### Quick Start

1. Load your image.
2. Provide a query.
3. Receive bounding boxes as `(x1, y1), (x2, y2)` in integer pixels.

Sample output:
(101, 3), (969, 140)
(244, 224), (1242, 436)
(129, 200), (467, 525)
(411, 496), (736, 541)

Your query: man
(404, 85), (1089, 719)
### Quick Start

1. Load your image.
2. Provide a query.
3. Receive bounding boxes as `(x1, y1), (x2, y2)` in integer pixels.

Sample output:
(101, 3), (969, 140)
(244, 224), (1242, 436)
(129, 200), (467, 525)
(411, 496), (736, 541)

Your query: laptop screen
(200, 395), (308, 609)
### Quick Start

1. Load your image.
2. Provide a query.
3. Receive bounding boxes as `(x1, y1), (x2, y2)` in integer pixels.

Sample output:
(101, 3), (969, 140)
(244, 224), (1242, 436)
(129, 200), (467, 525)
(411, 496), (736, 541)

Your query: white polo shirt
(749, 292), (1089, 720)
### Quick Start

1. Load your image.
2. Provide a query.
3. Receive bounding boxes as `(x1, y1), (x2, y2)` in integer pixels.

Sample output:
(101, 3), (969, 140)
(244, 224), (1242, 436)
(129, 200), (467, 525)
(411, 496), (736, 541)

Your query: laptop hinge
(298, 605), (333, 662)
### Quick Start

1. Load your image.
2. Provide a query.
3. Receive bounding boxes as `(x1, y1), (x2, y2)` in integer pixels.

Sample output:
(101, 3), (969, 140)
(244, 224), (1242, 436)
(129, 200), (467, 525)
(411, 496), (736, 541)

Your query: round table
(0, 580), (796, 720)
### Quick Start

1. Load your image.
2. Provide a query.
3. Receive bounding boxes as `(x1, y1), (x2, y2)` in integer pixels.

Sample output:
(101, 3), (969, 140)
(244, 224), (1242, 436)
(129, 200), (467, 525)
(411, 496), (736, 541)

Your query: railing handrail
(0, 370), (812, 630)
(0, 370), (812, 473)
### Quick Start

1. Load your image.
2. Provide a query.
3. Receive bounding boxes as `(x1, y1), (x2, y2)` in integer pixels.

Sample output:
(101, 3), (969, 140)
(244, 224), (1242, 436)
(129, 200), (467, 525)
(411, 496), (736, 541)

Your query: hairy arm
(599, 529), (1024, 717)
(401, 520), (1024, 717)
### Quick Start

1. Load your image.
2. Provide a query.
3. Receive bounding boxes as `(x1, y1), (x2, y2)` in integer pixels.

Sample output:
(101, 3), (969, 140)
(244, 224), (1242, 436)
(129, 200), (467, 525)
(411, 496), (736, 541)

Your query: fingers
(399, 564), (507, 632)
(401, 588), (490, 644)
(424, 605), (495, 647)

(GIVEN TASK):
Set out everything from the start of the items through the line containing "(404, 85), (1089, 719)" as a Markdown table with the columns Row and Line. Give each non-blank line its own numbered row and leave out the blank lines.

(REPLY TO THE EXERCISE):
| Row | Line |
|---|---|
| 1 | ### Quick Start |
| 2 | 1. Load your image. |
| 3 | 2. Provide a query. |
| 4 | 3. Receive bounding boxes as `(x1, y1), (x2, y2)` in integer pixels. |
| 5 | Sample output: |
| 6 | (101, 3), (969, 140) |
| 7 | (244, 224), (1242, 436) |
| 8 | (129, 200), (467, 525) |
| 9 | (411, 496), (736, 541) |
| 10 | Your query: man |
| 11 | (404, 85), (1089, 719) |